- **WRITTEN REQUEST**: Repeat only the lines from the one holding "Please pick out the tree in" down to the last line of the listing below, including both of those lines.

- **INPUT FOR THIS TASK**:
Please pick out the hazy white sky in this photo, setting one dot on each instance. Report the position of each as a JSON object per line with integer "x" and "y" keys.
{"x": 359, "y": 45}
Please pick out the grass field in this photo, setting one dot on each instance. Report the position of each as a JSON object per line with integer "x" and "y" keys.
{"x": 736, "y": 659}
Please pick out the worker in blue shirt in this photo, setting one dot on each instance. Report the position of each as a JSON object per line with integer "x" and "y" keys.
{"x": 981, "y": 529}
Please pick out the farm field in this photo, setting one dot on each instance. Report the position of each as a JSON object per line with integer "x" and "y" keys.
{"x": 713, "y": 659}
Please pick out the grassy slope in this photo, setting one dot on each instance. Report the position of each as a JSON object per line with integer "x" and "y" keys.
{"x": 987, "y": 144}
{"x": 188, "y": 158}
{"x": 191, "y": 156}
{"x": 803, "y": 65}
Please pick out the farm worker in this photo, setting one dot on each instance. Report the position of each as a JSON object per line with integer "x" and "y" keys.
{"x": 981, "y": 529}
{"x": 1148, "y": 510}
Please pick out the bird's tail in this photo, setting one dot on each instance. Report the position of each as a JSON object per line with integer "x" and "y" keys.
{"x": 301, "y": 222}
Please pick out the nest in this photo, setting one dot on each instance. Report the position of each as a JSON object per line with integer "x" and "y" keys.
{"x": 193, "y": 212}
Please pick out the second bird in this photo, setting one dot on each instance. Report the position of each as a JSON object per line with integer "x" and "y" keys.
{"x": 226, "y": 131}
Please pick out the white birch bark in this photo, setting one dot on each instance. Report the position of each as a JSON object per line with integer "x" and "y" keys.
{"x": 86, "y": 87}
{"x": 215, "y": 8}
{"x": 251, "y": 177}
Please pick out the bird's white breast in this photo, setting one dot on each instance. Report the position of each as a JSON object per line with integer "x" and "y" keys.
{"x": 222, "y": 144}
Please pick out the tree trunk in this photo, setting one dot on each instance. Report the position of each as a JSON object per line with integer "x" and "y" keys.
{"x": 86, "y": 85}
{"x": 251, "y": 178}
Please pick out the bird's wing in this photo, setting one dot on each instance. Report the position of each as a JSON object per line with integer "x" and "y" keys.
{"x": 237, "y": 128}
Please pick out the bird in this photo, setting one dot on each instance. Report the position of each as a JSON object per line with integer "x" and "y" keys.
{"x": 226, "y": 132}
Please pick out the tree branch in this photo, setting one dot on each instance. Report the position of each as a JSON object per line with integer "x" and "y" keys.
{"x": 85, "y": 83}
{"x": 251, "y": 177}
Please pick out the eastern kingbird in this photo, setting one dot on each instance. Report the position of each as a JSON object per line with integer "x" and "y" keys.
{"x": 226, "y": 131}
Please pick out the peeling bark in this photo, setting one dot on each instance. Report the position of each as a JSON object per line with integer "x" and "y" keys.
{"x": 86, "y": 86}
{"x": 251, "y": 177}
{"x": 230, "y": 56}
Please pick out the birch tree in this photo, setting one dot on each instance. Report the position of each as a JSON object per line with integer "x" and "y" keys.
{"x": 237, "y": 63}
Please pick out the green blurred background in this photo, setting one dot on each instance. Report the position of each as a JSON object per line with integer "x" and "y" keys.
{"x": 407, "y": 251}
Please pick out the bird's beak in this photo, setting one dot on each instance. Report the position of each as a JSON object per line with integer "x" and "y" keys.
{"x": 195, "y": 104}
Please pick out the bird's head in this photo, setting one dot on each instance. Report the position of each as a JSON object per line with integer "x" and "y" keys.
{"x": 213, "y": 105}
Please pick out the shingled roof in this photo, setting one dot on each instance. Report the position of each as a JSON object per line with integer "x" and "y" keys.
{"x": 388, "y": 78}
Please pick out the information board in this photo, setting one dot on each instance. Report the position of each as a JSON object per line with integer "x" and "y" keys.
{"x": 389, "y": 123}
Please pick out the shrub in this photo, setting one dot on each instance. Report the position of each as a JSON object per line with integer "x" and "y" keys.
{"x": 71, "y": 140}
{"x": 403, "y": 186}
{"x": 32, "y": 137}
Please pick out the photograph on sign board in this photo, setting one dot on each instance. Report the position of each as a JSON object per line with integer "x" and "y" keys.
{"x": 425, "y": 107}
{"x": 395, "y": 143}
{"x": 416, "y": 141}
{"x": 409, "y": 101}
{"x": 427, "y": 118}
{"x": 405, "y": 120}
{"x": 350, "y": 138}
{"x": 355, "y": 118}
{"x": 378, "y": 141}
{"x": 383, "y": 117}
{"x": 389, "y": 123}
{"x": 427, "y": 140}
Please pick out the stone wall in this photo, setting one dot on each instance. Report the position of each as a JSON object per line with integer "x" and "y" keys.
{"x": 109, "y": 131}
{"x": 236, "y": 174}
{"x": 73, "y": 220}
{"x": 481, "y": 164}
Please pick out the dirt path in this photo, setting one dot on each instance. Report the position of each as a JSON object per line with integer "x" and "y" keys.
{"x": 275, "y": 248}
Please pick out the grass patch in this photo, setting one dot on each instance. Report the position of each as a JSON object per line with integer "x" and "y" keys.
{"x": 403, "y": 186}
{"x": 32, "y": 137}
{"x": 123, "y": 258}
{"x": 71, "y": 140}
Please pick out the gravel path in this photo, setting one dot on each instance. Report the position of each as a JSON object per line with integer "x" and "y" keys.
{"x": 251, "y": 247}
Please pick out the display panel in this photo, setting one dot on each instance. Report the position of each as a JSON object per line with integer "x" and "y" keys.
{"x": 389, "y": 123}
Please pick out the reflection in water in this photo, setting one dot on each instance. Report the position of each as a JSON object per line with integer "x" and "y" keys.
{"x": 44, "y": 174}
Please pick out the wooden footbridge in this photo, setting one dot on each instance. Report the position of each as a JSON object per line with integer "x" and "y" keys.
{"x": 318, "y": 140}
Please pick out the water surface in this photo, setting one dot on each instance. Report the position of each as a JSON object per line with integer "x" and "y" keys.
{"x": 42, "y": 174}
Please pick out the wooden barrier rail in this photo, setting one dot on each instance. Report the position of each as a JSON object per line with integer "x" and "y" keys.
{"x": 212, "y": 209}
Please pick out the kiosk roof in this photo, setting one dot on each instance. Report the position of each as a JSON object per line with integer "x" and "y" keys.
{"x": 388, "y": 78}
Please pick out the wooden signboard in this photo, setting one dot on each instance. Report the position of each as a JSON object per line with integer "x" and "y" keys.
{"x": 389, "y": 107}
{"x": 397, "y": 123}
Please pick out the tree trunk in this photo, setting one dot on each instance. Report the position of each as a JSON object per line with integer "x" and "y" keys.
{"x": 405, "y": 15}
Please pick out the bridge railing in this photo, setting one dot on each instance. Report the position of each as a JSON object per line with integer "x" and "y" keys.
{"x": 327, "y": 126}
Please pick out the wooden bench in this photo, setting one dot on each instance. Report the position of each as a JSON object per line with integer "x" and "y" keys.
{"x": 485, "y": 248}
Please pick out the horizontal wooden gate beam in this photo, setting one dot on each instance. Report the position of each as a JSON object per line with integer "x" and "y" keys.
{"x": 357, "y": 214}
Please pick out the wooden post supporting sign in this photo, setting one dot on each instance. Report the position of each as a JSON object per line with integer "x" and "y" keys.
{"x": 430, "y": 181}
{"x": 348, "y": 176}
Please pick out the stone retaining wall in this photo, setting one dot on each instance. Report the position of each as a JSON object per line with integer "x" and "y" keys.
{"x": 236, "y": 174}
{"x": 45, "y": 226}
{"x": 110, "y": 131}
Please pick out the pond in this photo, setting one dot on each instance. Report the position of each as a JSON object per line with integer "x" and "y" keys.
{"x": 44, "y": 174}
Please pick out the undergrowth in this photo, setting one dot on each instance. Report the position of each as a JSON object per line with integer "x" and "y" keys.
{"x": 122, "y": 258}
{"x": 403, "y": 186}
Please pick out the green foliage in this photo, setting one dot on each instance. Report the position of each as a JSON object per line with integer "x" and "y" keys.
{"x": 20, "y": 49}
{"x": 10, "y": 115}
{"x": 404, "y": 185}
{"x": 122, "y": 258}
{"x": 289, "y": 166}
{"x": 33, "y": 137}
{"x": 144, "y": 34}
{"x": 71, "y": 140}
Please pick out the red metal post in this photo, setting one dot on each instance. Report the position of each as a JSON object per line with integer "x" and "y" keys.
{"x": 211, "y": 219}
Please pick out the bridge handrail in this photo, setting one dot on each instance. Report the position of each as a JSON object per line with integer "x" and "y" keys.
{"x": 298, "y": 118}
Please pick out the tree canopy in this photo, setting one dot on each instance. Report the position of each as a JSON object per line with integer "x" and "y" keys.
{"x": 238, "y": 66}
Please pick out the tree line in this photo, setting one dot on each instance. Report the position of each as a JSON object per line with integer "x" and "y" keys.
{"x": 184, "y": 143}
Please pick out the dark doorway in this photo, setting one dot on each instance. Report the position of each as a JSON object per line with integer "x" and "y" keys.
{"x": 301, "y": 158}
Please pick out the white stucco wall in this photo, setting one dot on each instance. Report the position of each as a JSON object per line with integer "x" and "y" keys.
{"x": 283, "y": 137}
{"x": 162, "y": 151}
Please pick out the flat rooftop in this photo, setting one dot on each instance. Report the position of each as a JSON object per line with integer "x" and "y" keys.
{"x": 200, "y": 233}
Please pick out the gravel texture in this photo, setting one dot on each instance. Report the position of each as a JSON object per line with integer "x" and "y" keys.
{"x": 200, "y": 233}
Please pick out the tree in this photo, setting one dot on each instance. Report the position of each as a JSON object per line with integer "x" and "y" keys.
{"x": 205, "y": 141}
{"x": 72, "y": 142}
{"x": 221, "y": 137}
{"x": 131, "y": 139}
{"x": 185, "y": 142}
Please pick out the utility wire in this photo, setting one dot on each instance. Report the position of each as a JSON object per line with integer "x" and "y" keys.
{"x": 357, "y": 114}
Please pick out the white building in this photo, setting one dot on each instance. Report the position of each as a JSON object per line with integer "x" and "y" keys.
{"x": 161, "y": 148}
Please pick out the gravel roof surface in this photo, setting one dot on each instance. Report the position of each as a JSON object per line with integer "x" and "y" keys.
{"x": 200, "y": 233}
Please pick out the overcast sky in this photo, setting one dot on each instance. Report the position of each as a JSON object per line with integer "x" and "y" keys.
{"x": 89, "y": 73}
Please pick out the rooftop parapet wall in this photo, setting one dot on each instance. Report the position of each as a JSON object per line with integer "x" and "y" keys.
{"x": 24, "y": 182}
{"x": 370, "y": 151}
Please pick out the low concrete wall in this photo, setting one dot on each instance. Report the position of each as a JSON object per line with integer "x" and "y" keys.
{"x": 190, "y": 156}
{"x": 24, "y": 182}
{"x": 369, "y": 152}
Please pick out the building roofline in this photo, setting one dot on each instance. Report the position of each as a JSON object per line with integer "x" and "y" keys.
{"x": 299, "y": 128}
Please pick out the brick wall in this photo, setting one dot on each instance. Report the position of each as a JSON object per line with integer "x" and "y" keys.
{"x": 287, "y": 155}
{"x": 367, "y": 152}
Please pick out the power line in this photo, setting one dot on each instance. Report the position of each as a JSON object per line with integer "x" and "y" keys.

- **SOLUTION FOR THIS EXERCISE**:
Please pick out the tree in this photo, setting one dot on each instance. Report the position of each as a JSON object per line with integer "x" and "y" keys.
{"x": 205, "y": 141}
{"x": 72, "y": 142}
{"x": 221, "y": 137}
{"x": 131, "y": 139}
{"x": 185, "y": 142}
Please pick out the utility wire in this photo, setting one dot on each instance. Report the position of each as a JSON object per line with integer "x" and "y" keys.
{"x": 357, "y": 114}
Please pick out the white building in this photo, setting one dot on each instance. Report the position of each as a JSON object per line with integer "x" and "y" keys.
{"x": 161, "y": 148}
Please pick out the gravel roof surface in this photo, setting one dot on each instance. Report the position of each as a JSON object per line with integer "x" and "y" keys.
{"x": 200, "y": 233}
Please pick out the overcast sky in this photo, setting one dot on each instance. Report the position of each as a JSON object per line with integer "x" and "y" keys.
{"x": 89, "y": 73}
Please pick out the rooftop parapet wall in this photo, setting one dot on each instance. Report the position of each as a JSON object per line with integer "x" and "y" keys.
{"x": 24, "y": 182}
{"x": 370, "y": 151}
Please pick out the low concrete wall in this photo, setting one dot on each instance. Report the position of each as a JSON object per line with integer "x" and "y" keys.
{"x": 190, "y": 156}
{"x": 24, "y": 182}
{"x": 369, "y": 152}
Please pick out the building roofline in this photo, setting one dot on each instance. Report the position of each as a JSON object per line with integer "x" and "y" keys.
{"x": 299, "y": 128}
Please pick out the brick wall in this photo, setting one dot on each instance. Report the position of each as a JSON object per line with integer "x" and "y" keys.
{"x": 287, "y": 155}
{"x": 367, "y": 152}
Please pick out the power line in this photo, setting one dot on each instance. Report the position of each as a JSON object per line with integer "x" and "y" keys.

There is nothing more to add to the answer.